PROMPT — Reproduce the lines below, substituting "Annotation round 3" for every occurrence of "Annotation round 2" and leaving everything else unchanged.

--- START DATASET ROWS ---

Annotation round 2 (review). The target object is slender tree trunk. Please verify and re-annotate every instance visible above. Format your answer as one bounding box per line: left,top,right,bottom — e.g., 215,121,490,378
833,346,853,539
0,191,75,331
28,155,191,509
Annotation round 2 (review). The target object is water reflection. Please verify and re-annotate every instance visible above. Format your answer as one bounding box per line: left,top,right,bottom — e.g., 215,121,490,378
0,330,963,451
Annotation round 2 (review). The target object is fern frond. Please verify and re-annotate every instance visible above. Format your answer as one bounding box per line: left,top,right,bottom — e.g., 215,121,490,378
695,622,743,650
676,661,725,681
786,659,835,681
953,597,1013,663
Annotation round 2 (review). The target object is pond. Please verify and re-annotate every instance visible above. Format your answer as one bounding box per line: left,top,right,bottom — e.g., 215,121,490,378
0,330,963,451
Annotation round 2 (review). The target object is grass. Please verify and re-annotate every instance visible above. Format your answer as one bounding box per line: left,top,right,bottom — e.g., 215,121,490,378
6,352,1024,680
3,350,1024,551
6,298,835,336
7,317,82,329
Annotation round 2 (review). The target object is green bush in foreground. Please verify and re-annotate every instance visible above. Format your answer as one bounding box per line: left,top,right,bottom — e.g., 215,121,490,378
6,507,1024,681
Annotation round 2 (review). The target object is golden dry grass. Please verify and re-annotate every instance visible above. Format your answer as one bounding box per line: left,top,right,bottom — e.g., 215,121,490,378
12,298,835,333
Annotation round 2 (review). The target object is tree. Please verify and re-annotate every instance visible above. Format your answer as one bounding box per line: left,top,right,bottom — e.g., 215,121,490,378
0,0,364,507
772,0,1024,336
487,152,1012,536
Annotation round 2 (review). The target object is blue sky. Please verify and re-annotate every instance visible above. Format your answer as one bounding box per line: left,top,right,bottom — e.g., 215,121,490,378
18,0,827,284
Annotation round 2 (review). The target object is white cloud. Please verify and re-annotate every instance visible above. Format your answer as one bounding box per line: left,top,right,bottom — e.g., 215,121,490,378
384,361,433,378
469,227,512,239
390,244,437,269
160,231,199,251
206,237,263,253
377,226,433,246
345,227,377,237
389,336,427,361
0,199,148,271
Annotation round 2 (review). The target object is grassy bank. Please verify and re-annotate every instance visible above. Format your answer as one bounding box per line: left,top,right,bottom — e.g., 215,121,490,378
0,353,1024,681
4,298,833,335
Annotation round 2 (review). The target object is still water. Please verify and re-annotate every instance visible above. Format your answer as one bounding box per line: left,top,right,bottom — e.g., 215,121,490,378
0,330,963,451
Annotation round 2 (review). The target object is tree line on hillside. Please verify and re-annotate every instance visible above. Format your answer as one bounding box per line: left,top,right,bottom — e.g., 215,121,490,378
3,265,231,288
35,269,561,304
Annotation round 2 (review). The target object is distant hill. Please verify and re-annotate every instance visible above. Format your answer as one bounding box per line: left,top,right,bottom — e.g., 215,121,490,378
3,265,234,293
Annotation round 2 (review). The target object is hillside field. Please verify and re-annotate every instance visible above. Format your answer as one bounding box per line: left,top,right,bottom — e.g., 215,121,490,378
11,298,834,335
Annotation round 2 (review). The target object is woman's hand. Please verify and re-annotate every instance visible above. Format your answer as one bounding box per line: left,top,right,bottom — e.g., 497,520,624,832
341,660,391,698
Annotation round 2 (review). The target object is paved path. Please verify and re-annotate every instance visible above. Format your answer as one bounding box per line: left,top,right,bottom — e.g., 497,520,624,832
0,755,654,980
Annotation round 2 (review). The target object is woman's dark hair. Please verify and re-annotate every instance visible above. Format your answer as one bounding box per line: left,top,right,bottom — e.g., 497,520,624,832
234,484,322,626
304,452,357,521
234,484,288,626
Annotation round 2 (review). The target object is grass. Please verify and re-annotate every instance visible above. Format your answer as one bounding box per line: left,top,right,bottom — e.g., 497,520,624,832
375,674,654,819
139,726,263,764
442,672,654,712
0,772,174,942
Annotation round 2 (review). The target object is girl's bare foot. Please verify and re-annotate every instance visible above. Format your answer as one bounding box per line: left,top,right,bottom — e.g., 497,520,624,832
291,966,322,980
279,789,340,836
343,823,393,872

--- END DATASET ROWS ---

WRITTEN RESPONSE —
Annotation round 3 (review). The target object is slender tree trunk. Please verify and re-annotate every instance visible above. Format your answer as one bounding box per line: left,top,right,bottom — e.g., 215,121,490,378
833,346,853,539
0,191,75,331
28,155,191,509
Annotation round 3 (review). The target object is water reflection. Please verify and re-annotate every instance visible above. Format your answer as one bounding box per line: left,top,right,bottom — e.g., 215,121,490,378
0,330,963,451
Annotation round 3 (review). The target object is fern frond. Please verify and re-annotate every instance visible above. Format your answer as one bounding box per line: left,top,right,bottom — e.g., 215,121,490,378
695,622,743,650
676,661,725,681
786,659,835,681
953,597,1013,663
Annotation round 3 (review). The target object is pond. Please verify and re-annotate every instance visible above. Format your answer as one bounding box per line: left,top,right,bottom — e.g., 215,121,490,378
0,330,963,451
Annotation round 3 (review). The target object is grass. Please verify and re-annotate every instance visible above. Format your answer as one bounding box per line: left,top,right,bottom — e.g., 215,121,490,378
6,352,1024,680
3,350,1024,551
6,298,835,336
7,317,82,329
Annotation round 3 (review). The target object is green bush in foreground. Please verify and re-annotate every instance visible above. Format your answer as one bounding box per line: left,top,right,bottom — e.g., 215,121,490,378
6,507,1024,681
Annotation round 3 (review). The target object is golden dry grass. Please verify and re-annotate every instance visible above. Format your answer as one bounding box per line: left,top,right,bottom — e.g., 215,121,490,378
12,298,835,333
Annotation round 3 (review). The target object is tree. Please verify and re-annotate every instance visible above. Format your answer as one bounding box per line: left,top,right,bottom — e.g., 215,121,490,378
0,0,364,507
772,0,1024,336
487,152,1012,536
Annotation round 3 (review). The target object is blue sky. Please verify and re-annotate every instance visible above. Format your answer as one bounding box per line: left,top,right,bottom — e.g., 215,121,490,378
18,0,827,284
Annotation round 3 (review). The target object is white cloud. Please verify and re-annotate every instance visible above. Format your answer as one bounding box per line: left,top,right,bottom — e.g., 215,121,490,378
384,361,433,378
469,227,512,239
390,244,437,269
160,231,199,251
206,237,263,253
377,226,433,246
345,227,377,237
389,336,427,361
0,199,148,271
Annotation round 3 (review). The target object is grassy bank. Please verify and re-annotate every instance visible above. Format your answer as one bounding box per line: left,top,right,bottom — e.g., 215,121,490,378
0,353,1024,681
4,298,833,335
Annotation round 3 (review). The target object is still water. Please verify and re-annotate every instance visible above. Format your answer as one bounding box per line: left,top,right,bottom — e.g., 215,121,490,378
0,330,963,451
Annotation round 3 (review). The target object is tree line on hillside. Please verify and re-annotate every instance visible above. Format your answer as one bounding box per line: left,top,right,bottom — e.g., 215,121,490,378
3,265,231,288
35,269,561,304
Annotation round 3 (review). The target object is distant hill. Please verify and re-annotate every instance visible above. Format your answer as one bounding box per line: left,top,right,bottom — e.g., 215,121,490,378
3,265,234,293
Annotation round 3 (review). The target object is hillside field. Please verify and re-annotate every instance visible above. Format your answer as one bounding box per line: left,top,right,bottom — e.g., 215,121,490,378
11,298,834,335
Annotation round 3 (review). The target object is woman's hand. Please verify and re-annotate every instance visible above. Format your answer as one bounding box per line: left,top,right,bottom — e.g., 497,520,624,832
341,660,391,698
Annotation round 3 (review). The target object is paved path. Please verify and re-annotate every instance visible above. Format your answer as one bounding box per line: left,top,right,bottom — e.g., 497,520,624,832
0,755,654,980
Annotation round 3 (review). The target object is woman's dark hair. Please verify and re-annotate every instance visible above. Format your answer as one bounding box per line: left,top,right,bottom — e.g., 497,520,624,832
234,484,322,626
304,452,357,521
234,484,288,626
Annotation round 3 (review). The target object is grass. Please verify and re-annotate every instance visible above. Format your answer as one bounding box per line: left,top,right,bottom — e.g., 497,520,624,832
375,674,654,819
139,726,263,764
442,672,654,712
0,772,174,942
Annotation round 3 (review). The target object is girl's bare foot. Please verify and re-annotate every instance visible above. Format your answer as one bounding box per line: left,top,right,bottom — e.g., 497,520,624,832
291,966,322,980
279,789,340,836
343,823,393,872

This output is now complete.